Stated problem - In the records below, change each "Query" to "Label" and write them out again with nothing else altered.

Information supplied -
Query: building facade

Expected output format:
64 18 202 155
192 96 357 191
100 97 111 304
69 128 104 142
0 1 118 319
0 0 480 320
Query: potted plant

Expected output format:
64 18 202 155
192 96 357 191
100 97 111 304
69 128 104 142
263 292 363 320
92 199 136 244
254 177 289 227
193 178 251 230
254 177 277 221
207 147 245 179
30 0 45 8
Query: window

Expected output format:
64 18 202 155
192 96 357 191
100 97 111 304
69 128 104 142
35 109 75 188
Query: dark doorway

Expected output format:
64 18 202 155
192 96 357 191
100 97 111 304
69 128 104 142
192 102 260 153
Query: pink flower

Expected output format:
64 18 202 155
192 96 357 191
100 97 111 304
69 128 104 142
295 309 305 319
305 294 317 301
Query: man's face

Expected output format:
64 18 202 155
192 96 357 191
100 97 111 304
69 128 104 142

Response below -
Label: building facade

Expected output format:
64 18 202 155
192 96 357 191
100 97 111 304
69 128 104 142
0 1 118 319
0 0 480 320
Label: potted plant

Expected output format:
64 18 202 155
192 96 357 191
100 97 111 304
69 128 104 142
263 292 363 320
92 199 136 244
254 177 289 227
193 178 251 230
254 177 277 221
207 147 245 179
30 0 45 8
Label: window

Expected output format:
64 18 202 155
192 96 357 191
100 97 111 304
69 128 104 142
35 109 75 188
Label: dark doorway

Expected output format:
64 18 202 155
192 96 357 191
100 97 111 304
69 128 104 142
192 102 260 153
Label: pink flower

Expected output format:
64 18 202 155
192 96 357 191
100 97 111 304
69 128 104 142
295 309 305 319
305 294 317 301
Label: man's face

Expected output format:
64 18 202 155
192 96 357 191
100 97 111 304
69 128 104 142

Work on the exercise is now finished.